На первый взгляд, идеализированная, экзальтированная Любовь романтиков может показаться регрессией по сравнению с земной, честной шекспировской Любовью или добрым английским браком по сердечной привязанности. Не было ли это возвращением к напыщенной Любви куртуазной эпохи или, еще дальше, к платоническому «филосу»?
Возможно, но лишь до некоторой степени. Не следует обманываться кажущимся целомудрием романтизма. Он просто не говорит о плотской стороне Любви, но ее подразумевает. Для романтической барышни драматичное «погибнуть» или «пасть» становится эвфемизмом для вступления в табуированные обществом сексуальные отношения, и пелена недосказанности только придает этой стороне жизни остроты.
Еще существенней другое отличие романтизма как от куртуазности, так и от платоновского идеализма. В античные времена и тем более в Средневековье о любви и Любви писали и читали почти исключительно мужчины. Теперь же главным читателем стали женщины: дамы, определяющие общественную моду, и барышни, моду впитывающие. Очень скоро писатели и поэты стали ориентироваться прежде всего на эту благодарную аудиторию.
Не замедлили появиться и писательницы, влиятельностью не уступающие, а то и превосходящие мужчин: мадам де Сталь, Жорж Санд, сестры Бронте, Джейн Остин и другие.
Если куртуазная литература изменила главным образом мужнин, то романтическая более всего подействовала на женщин. В их повседневном существовании остались и браки по расчету, и хозяйственно-семейные тяготы, и прочая бытовая проза, но с приходом романтизма огромное количество, если не большинство молодых женщин стали считать Любовь центром, смыслом и высшей ценностью своей жизни. Так остается и до сего дня, хотя на современном Западе, как я читал, всё чаще звучат голоса, утверждающие, что для женщины профессиональная самореализация важнее Любви. Возможно, так и произойдет в будущем, но пока, в середине XX века, главным интересом для женской половины человечества продолжает оставаться Любовь.
Чтение романтической литературы довольно быстро прискучивает, поскольку герои ведут себя аффектированно, их позы и речи малоестественны. Понятно, что для повседневной жизни эта модель поведения пригодна не больше, чем любовное подвижничество рыцарских романов.

• **Представленные данные**

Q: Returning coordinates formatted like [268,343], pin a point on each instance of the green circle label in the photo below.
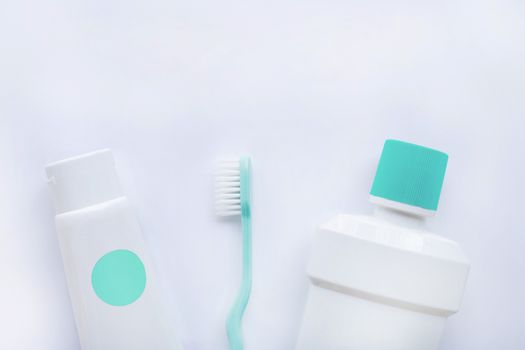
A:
[119,278]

• **Задание**
Выведите дословно фрагмент текста о романтической любви, начиная со слов «Еще существенней другое» и продолжая до слов «эту благодарную аудиторию.» включительно.

• **Правильный ответ**
Еще существенней другое отличие романтизма как от куртуазности, так и от платоновского идеализма. В античные времена и тем более в Средневековье о любви и Любви писали и читали почти исключительно мужчины. Теперь же главным читателем стали женщины: дамы, определяющие общественную моду, и барышни, моду впитывающие. Очень скоро писатели и поэты стали ориентироваться прежде всего на эту благодарную аудиторию.